Der Wahnsinn hat Methode
Eine Anekdote: Vor etwa zwölf Jahren fiel meiner Frau auf, dass mein linkes Augenlid herunterhing. In den Tagen vorher hatten mich heftige Kopfschmerzen schier um den Verstand gebracht. Wir gingen in eine der vielen privaten Notaufnahmen, die es in New York gibt; der Besuch kostete uns 50 Dollar und ergab, dass ich einen extrem erhöhten Blutdruck hatte. Außerdem war meine linke Pupille kleiner als die rechte, ein sehr schlechtes Zeichen. Wir verfügten uns sofort in die Notaufnahme des nächstbesten Krankenhauses. Dort warteten mehr als dreißig Leute, von denen kaum einer ein Notfall war: Das waren die Unversicherten. Menschen ohne Krankenversicherung, die ein Asthmaspray, ein fiebersenkendes Mittel, ein Antibiotikum benötigen, lassen sich in den Vereinigten Staaten meistens in der Notaufnahme behandeln; das Krankenhaus schreibt die Behandlung dann als schlechte Schulden ab und lässt sich die Kosten von den Versicherten erstatten.

_Ziel der Aufgabe_
Stimmen die folgenden Aussagen mit dem Dokumenttext überein? Antworte zu jeder Aussage mit Ja oder Nein und zitiere wörtlich die entscheidenden Worte aus dem Dokumenttext.
1. Der Besuch in der privaten Notaufnahme kostete 50 Dollar.
2. Die rechte Pupille war kleiner als die linke.
3. In der Notaufnahme des Krankenhauses warteten weniger als zwanzig Leute.

_Vorliegende Datensätze_
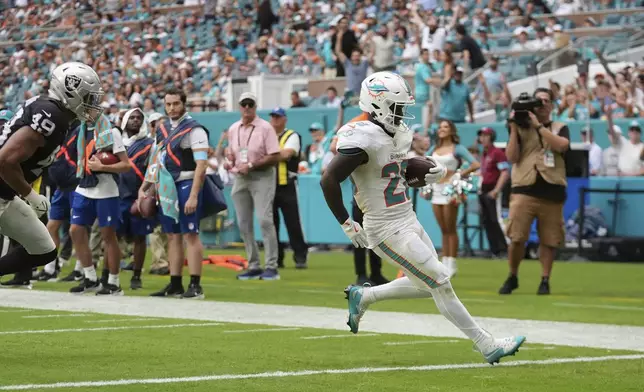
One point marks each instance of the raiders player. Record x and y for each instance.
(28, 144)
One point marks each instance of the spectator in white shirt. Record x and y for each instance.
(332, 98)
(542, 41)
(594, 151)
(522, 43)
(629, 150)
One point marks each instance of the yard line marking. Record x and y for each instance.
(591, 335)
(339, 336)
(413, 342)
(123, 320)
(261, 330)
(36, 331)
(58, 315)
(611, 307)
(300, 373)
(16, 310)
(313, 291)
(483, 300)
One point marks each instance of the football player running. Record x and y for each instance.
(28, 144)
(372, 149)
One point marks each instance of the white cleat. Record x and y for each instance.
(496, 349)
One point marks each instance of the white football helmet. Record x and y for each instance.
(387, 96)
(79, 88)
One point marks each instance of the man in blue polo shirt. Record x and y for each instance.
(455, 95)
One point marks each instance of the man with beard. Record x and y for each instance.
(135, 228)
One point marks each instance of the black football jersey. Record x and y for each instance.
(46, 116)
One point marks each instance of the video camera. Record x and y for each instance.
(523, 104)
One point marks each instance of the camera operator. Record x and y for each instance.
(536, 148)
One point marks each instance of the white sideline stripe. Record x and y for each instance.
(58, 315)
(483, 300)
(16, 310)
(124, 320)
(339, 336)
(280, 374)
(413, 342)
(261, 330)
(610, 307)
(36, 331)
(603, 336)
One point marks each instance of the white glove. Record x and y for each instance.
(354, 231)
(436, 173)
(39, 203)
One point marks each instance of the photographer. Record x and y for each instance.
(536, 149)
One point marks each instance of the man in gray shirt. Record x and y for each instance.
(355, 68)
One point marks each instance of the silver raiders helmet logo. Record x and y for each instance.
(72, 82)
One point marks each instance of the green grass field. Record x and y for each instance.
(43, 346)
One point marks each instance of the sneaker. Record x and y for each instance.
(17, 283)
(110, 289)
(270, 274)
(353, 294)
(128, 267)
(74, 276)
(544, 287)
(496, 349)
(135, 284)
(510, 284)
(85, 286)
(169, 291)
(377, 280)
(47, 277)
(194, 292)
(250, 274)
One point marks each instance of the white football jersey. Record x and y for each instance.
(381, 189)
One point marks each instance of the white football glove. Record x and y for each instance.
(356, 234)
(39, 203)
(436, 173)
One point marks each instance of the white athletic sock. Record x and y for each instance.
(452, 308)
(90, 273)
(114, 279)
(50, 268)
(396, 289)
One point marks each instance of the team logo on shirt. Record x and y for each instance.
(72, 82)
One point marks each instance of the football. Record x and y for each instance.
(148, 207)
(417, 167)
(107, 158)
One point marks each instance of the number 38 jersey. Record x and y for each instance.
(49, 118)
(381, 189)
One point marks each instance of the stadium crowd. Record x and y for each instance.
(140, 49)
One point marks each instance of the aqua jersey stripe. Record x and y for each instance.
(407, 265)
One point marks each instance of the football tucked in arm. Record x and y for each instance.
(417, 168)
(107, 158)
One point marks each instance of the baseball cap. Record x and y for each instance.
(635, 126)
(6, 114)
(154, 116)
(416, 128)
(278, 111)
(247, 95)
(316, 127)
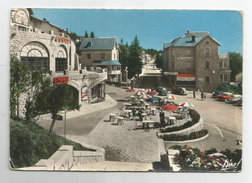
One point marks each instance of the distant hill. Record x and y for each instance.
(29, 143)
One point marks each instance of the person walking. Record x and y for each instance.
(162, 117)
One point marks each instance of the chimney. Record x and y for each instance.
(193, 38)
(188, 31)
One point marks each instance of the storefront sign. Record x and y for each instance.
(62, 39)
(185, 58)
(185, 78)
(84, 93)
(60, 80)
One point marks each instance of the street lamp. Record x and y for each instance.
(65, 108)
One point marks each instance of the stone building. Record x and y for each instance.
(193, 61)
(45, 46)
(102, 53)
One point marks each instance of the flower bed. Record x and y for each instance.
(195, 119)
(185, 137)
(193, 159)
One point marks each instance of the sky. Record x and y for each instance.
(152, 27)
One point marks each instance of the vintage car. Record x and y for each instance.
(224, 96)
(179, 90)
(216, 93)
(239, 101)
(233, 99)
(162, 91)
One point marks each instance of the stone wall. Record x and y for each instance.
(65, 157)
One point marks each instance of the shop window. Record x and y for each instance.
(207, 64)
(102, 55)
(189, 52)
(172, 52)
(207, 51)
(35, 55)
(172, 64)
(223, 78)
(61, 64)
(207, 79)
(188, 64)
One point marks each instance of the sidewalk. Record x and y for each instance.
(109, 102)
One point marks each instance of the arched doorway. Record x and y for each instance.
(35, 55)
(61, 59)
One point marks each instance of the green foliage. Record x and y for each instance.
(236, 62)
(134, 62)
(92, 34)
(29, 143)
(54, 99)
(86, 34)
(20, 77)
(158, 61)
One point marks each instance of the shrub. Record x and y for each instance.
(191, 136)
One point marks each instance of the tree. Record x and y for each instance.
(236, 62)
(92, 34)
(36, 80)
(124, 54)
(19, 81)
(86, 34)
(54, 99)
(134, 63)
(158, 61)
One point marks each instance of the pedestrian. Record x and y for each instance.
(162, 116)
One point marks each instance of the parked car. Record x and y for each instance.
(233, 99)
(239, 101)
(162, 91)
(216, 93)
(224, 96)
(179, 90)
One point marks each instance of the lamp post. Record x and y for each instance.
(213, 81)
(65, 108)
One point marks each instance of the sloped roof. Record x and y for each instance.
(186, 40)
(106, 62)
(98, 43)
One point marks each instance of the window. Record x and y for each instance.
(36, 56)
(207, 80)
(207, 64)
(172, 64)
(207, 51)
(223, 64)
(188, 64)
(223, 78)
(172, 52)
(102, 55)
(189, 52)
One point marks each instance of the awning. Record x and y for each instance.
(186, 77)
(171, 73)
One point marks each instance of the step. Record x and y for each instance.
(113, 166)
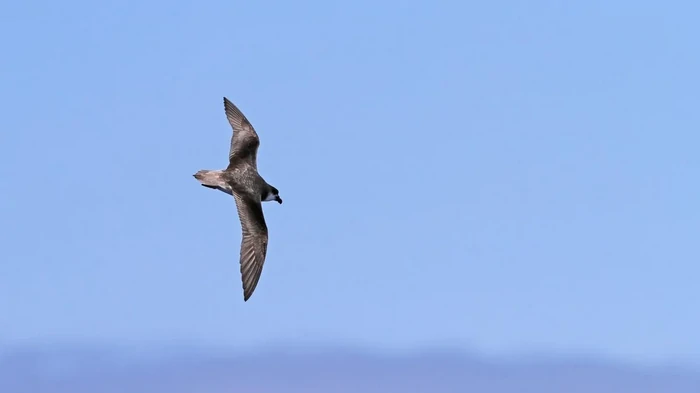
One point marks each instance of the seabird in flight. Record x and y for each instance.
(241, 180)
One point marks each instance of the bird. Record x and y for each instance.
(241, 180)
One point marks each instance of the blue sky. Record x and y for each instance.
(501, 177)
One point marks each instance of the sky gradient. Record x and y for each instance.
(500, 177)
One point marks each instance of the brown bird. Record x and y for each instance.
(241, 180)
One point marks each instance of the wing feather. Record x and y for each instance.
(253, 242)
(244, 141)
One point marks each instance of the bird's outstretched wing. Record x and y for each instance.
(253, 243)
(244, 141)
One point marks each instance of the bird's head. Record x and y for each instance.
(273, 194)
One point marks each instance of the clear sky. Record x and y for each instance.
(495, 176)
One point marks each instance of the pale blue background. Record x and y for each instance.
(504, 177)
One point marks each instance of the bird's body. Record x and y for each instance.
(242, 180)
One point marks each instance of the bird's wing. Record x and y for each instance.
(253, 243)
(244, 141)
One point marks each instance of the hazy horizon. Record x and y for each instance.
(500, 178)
...
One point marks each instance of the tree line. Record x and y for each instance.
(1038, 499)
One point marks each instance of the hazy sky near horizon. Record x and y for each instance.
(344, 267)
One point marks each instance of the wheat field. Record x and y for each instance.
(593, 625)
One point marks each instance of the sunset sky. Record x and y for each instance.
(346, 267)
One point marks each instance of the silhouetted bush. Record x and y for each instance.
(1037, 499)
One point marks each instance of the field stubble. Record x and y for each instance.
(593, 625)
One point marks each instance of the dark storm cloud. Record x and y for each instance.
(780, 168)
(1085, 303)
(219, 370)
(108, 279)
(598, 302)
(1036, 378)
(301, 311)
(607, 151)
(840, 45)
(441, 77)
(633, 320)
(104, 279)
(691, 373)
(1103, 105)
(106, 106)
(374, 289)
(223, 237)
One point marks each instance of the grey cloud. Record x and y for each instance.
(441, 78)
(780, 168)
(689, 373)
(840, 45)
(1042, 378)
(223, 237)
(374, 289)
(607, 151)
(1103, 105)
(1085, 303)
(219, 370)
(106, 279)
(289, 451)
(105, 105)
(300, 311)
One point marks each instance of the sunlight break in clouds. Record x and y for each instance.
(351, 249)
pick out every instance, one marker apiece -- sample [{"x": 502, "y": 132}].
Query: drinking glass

_Ausgearbeitete Lösung_
1. Ja: „der Besuch kostete uns 50 Dollar“
2. Nein: „meine linke Pupille kleiner als die rechte“
3. Nein: „Dort warteten mehr als dreißig Leute“